* [PASAJE DEL DOCUMENTO]:
■ ■ ■ ■ ■ ■ ■
Alfonso González, el Rey del Tequila
Ricardo Rondón Ch.
Alfonso González, en su reino del tequila |
Cuando era niño, Alfonso José González quería ser torero pero era pobre. Y los pobres que aspiran a ser toreros no siempre son figuras o tocan el cielo madrileño como lo hizo César Rincón.
Pero Alfonso insistía en ser torero a como diera lugar. No se vistió de luces porque no estaba en el libreto del destino, pero ha sido torero de la vida y vaya que ha cortado a pundonor las orejas y le ha dado varias vueltas a ese ruedo en el que nos pone a prueba la divina providencia.
En su ranchito del barrio Belén, de Ibagué, el pequeño rumiaba esa nostalgia del querer ser y no poder, pero tenía un temple y un hambre de triunfo, de comerse el mundo a mordiscos, como lo tuvo en su momento el maestro Rincón cuando lidió y mató a ‘Bastonito’, uno de los toros que le expidió el pasaporte a la gloria en Las Ventas.
Hambre de vivir, de descubrir, de explorar, de hacer muchas cosas, de tomar la vida por los cuernos. Así ha sido el ímpetu de este corajudo tolimense que tiene una historia de novela, y que ostenta la tercera colección más importante de tequila del planeta.
No he conocido un colombiano más mexicano que Alfonso González: transpira agave, tiene siempre la sustancia y el ardor de un chile a flor de labios, desde que se conoce celebra el grito de independencia mexicana cada 16 de septiembre, con himno, bandera y palma en el pecho; sabe de los dichos, la jerigonza, las costumbres, las pasiones y los dolores de los ‘manitos’, y en su memoria tiene grabados cualquier cantidad de corridos, desde los añejos y olorosos a pólvora de la Revolución, pasando por rancheras, boleros, jarabes y huapangos, tal y como reza el eslogan de su museo: ‘todo México en un mismo lugar’.
La pregunta es por qué un tolimense de hueso colorado ha tenido una recia influencia de la cultura y el folclore azteca. Hay dos argumentos más que válidos: uno, que Colombia es un país mexicanista por excelencia: posamos de despechados y engañados, nos hemos pegado en cualquier momento de una serenata, alguna vez hemos amanecido en el rincón de una cantina. Y, no nos digamos mentiras, nos gustan más las rancheras que los bambucos, los pasillos y las guabinas.
La otra razón es definitiva: cuando Alfonso estaba de pantalón corto y le sacaba punta al lápiz de su nostalgia, se quedaba lelo escuchando las letras profanas que salían de los altavoces del antiguo panóptico municipal, vecino a su casa, y que hablaban de ese ‘México lindo y querido’ que se fue acuñando en su alma como una obsesión.
Si México es como lo pintan esas canciones, pues yo quiero ir a México, se decía en sus elucubraciones de infante soñador. Y se lo propuso. ¿Saben cómo lo logró? Uno no entiende por qué Alfonso González no aparece en el libro de Replay : lo hizo en bicicleta, partiendo de su natal Ibagué y siguiendo la ruta de Panamá y Centroamérica, hasta llegar al Imperio de Moctezuma, durante diecinueve meses, a puro pedal y con el vigor y el espíritu hecho el puño de un adolescente.
■ ■ ■ ■ ■ ■ ■
* [Ítems de una fuente de datos]:
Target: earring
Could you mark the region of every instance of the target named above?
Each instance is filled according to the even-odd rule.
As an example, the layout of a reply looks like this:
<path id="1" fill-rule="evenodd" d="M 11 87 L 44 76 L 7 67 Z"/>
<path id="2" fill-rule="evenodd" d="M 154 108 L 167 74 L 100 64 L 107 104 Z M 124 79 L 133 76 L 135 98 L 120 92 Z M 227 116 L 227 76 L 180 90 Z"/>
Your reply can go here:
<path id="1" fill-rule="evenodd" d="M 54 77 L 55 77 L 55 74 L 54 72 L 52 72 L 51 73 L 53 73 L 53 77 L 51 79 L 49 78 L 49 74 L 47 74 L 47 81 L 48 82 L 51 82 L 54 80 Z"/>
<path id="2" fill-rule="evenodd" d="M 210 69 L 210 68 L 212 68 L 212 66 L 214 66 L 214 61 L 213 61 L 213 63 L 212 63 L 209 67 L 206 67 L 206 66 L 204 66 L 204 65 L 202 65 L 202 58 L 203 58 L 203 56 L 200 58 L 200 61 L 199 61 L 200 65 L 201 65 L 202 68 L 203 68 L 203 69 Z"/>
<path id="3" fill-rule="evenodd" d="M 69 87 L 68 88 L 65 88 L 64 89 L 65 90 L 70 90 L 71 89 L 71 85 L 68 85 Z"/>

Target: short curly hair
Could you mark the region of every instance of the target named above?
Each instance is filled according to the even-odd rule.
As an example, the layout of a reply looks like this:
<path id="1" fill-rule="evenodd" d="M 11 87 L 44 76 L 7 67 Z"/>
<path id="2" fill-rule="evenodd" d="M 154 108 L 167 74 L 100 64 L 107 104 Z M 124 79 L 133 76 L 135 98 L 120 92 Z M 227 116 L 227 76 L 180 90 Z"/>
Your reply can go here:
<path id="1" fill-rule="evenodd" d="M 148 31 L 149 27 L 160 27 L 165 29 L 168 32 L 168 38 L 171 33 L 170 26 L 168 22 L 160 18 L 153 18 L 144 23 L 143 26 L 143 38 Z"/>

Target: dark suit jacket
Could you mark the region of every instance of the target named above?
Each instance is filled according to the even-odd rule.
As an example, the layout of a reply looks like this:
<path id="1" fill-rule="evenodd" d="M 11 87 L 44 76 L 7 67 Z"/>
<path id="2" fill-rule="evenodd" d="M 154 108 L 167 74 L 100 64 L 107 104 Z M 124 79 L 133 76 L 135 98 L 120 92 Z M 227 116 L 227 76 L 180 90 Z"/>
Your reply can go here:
■ ■ ■ ■ ■ ■ ■
* [QUÉ HACER]: Copia del texto sobre Alfonso González el fragmento que empieza con las palabras "Alfonso González, el" y termina con "la divina providencia.".

* [EJERCICIO RESUELTO]:
Alfonso González, el Rey del Tequila
Ricardo Rondón Ch.
Alfonso González, en su reino del tequila |
Cuando era niño, Alfonso José González quería ser torero pero era pobre. Y los pobres que aspiran a ser toreros no siempre son figuras o tocan el cielo madrileño como lo hizo César Rincón.
Pero Alfonso insistía en ser torero a como diera lugar. No se vistió de luces porque no estaba en el libreto del destino, pero ha sido torero de la vida y vaya que ha cortado a pundonor las orejas y le ha dado varias vueltas a ese ruedo en el que nos pone a prueba la divina providencia.